• WRITTEN PROBLEM:
Every record must appear in your copy exactly as written, with no pictures.

• DATA TO PROCESS:
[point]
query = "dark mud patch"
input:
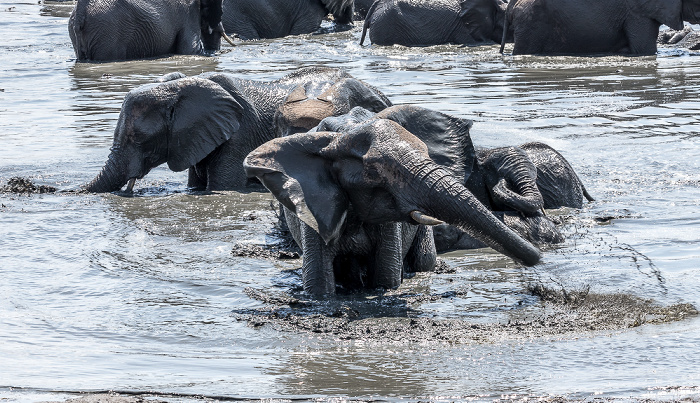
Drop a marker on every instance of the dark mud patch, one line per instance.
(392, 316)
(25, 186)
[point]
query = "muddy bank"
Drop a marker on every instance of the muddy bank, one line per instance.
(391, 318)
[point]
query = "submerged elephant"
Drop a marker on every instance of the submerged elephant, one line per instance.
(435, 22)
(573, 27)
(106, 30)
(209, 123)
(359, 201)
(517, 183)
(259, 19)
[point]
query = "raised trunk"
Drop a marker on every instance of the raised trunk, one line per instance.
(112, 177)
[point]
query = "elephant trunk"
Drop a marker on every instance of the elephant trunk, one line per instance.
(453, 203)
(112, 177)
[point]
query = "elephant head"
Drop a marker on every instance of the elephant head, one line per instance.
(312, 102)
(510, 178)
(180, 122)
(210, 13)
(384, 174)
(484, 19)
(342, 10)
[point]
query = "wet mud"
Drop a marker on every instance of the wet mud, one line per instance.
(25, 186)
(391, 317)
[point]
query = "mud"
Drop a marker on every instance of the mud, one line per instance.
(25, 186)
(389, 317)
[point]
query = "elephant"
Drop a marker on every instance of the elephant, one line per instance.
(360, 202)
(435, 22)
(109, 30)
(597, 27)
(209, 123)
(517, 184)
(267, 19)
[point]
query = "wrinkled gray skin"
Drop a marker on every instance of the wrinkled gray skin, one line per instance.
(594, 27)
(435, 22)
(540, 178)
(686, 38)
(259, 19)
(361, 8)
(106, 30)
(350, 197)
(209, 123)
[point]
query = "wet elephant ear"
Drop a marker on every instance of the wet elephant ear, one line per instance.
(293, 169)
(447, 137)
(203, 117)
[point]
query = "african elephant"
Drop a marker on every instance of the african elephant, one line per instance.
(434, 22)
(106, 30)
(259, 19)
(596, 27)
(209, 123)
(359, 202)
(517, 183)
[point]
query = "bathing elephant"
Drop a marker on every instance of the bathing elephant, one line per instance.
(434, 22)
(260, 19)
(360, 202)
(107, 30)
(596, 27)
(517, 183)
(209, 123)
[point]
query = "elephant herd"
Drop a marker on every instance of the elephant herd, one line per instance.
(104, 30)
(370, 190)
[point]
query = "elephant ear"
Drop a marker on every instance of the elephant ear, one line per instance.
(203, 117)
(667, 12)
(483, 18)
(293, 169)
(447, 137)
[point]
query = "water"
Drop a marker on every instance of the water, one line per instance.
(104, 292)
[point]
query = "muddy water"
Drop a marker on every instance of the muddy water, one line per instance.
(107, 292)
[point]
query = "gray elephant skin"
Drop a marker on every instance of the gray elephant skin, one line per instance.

• THE RESPONSE:
[point]
query = "dark mud patch"
input:
Drop a marker on every instance of the dark mud patch, one line per instance.
(392, 316)
(25, 186)
[point]
query = "muddy bank"
Drop a marker on every instance of the muddy bank, one line per instance.
(391, 318)
[point]
query = "submerged elephant"
Drop a marker on every instance of the submerged elephant, one line per instance.
(435, 22)
(573, 27)
(106, 30)
(209, 123)
(359, 201)
(517, 183)
(259, 19)
[point]
query = "raised trunk"
Drop a marker on every instance of the raised trunk, one line per instance.
(112, 177)
[point]
query = "elephant trunk"
Drop a marker on every instance of the elephant trunk, one line per instance.
(453, 203)
(112, 177)
[point]
query = "elephant head"
Drop a marker on every instance of the elephant head, one line per instance.
(312, 102)
(510, 178)
(180, 122)
(210, 13)
(384, 174)
(484, 19)
(342, 10)
[point]
query = "wet mud"
Drop a marker on every instance of the wet mud, one line per instance.
(25, 186)
(391, 317)
[point]
query = "mud"
Drop a marker on every instance of the mud, one line per instance.
(25, 186)
(389, 317)
[point]
query = "elephant"
Drop a marker on every instance of the elephant, one line per instance.
(360, 202)
(435, 22)
(109, 30)
(597, 27)
(209, 123)
(517, 184)
(267, 19)
[point]
query = "wrinkled gray skin"
Drop a marker on every instance of the wrinkled gray skin, one line per instance.
(594, 27)
(435, 22)
(540, 178)
(686, 38)
(259, 19)
(361, 8)
(106, 30)
(350, 197)
(209, 123)
[point]
query = "wet elephant ear"
Drop a marker on every instance of the wet elephant ear, one line per instance.
(293, 169)
(447, 137)
(203, 117)
[point]
query = "african elephant"
Drop a marker on every instance of the african elephant, one line per instance.
(434, 22)
(106, 30)
(259, 19)
(596, 27)
(209, 123)
(359, 202)
(517, 183)
[point]
query = "bathing elephant"
Drop a marker on every instance of the bathing elephant, one line per instance.
(434, 22)
(260, 19)
(360, 202)
(107, 30)
(596, 27)
(517, 183)
(209, 123)
[point]
query = "elephant herd"
Drop a marker on every instance of the elephant herd, one line per instance.
(104, 30)
(370, 190)
[point]
query = "elephant ear"
Drop a marker on every instance of the elephant ear, one line per instance.
(203, 117)
(667, 12)
(483, 18)
(293, 169)
(447, 137)
[point]
query = "water"
Drop a marker on every instance of the water, one line per instance.
(104, 292)
[point]
query = "muddy water"
Drop a marker on every instance of the muddy water, one line per instance.
(107, 292)
[point]
query = "gray elephant skin"
Drop a marker on every instance of the gray elephant skin, one line per instance.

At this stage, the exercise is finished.